_EXTRACT PROVIDED_
=-=-=-=-=
# 92A1 rear sight issue



## Christx0277 (Jun 2, 2013)

I bought this pistol new from a local store 3 days ago. Took I out shooting yesterday. After the first clip (17 rounds ) I noticed my shots were all over the place. That's when I noticed the rear sight was loose and had slid to the left. It almost slid out of the groove. I pushed it back in as far as I could by hand and it felt fine but after one shot it was loose again. 
Now using a laser bore sight to check alighnment I pushed it back in and it's too far over to the right. 
Is there no way to tighten it down? Should I now take a brand new gun and send it back to beretta? 

Thanks for any insight. New to Berettas so not sure if I'm missing something. I see no lock screws.


----------



## Shipwreck (Jan 26, 2006)

A local gunsmith could probably fix it for you - but not for free.

I'd just call Beretta - see if you can just send the slide in. Or, better yet - if they can give you a call tag to just send the gun in.
=-=-=-=-=
_DATASET SECTION_

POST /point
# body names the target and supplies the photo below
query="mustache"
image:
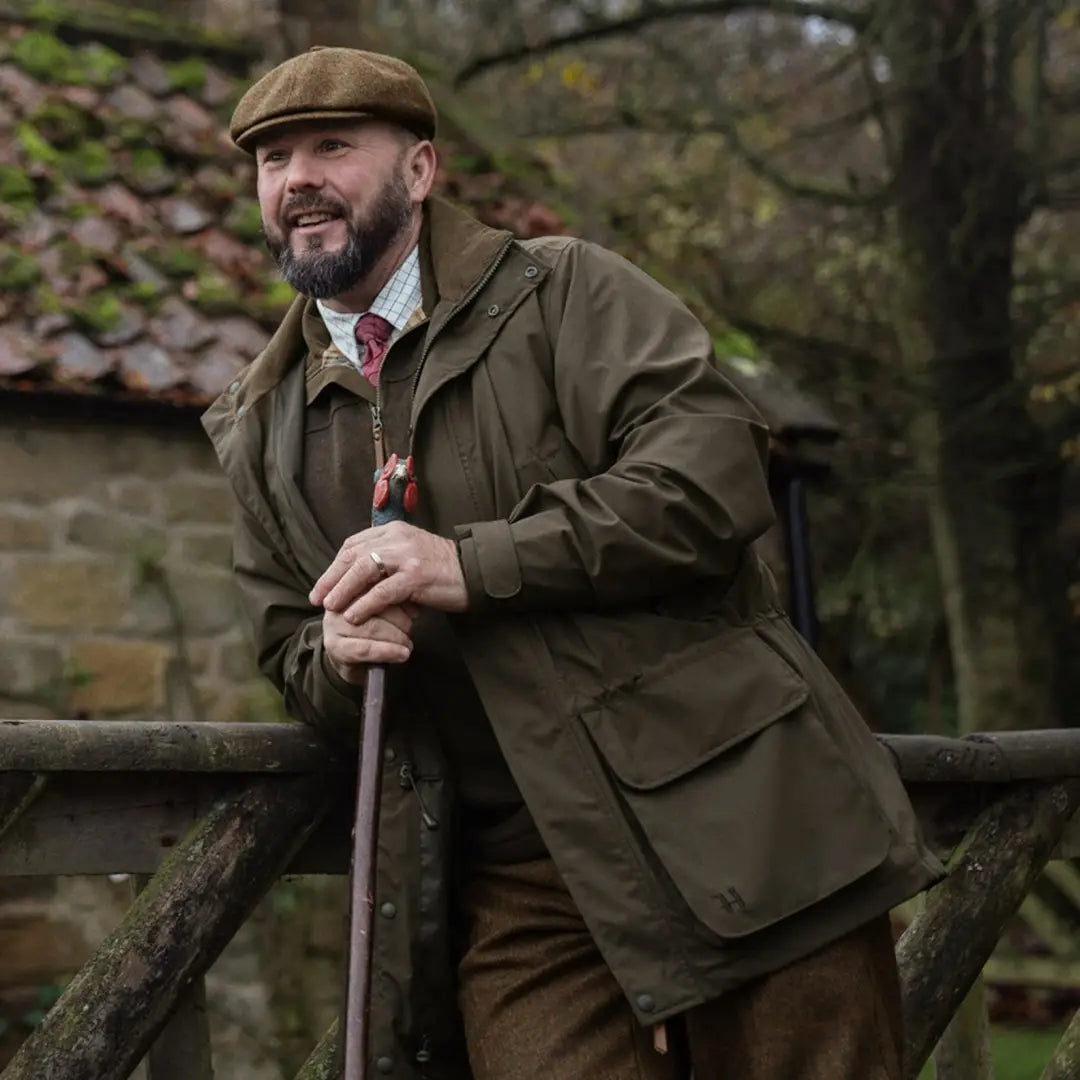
=-=-=-=-=
_DIRECTIONS_
a) Transcribe the part of the 92A1 rear sight thread that opens with the words containing "# 92A1 rear" and closes with "to the right.".
b) In the 92A1 rear sight thread, what did the original poster use to check the sight's alignment?
c) Continue the 92A1 rear sight thread from the point where it stops.

_RESPONSES PER TASK_
a)
# 92A1 rear sight issue



## Christx0277 (Jun 2, 2013)

I bought this pistol new from a local store 3 days ago. Took I out shooting yesterday. After the first clip (17 rounds ) I noticed my shots were all over the place. That's when I noticed the rear sight was loose and had slid to the left. It almost slid out of the groove. I pushed it back in as far as I could by hand and it felt fine but after one shot it was loose again. 
Now using a laser bore sight to check alighnment I pushed it back in and it's too far over to the right.

b) A laser bore sight.

c)
First time I've heard of this on a 92A1. A few times, the front and rear sights haven't been centered (had this personally, on one o two 92A1s I have owned)... But never heard of this issue.


----------



## Christx0277 (Jun 2, 2013)

Thanks shipwreck. Having just purchased I was hoping to avoid sending it away for a month to get fixed. But I'm sure your right. 
In searching other forums, I too have never come across this as an issue. Just figured I would ask and see if I was missing something. 
At least, for now, the not shooting straight isn't my fault.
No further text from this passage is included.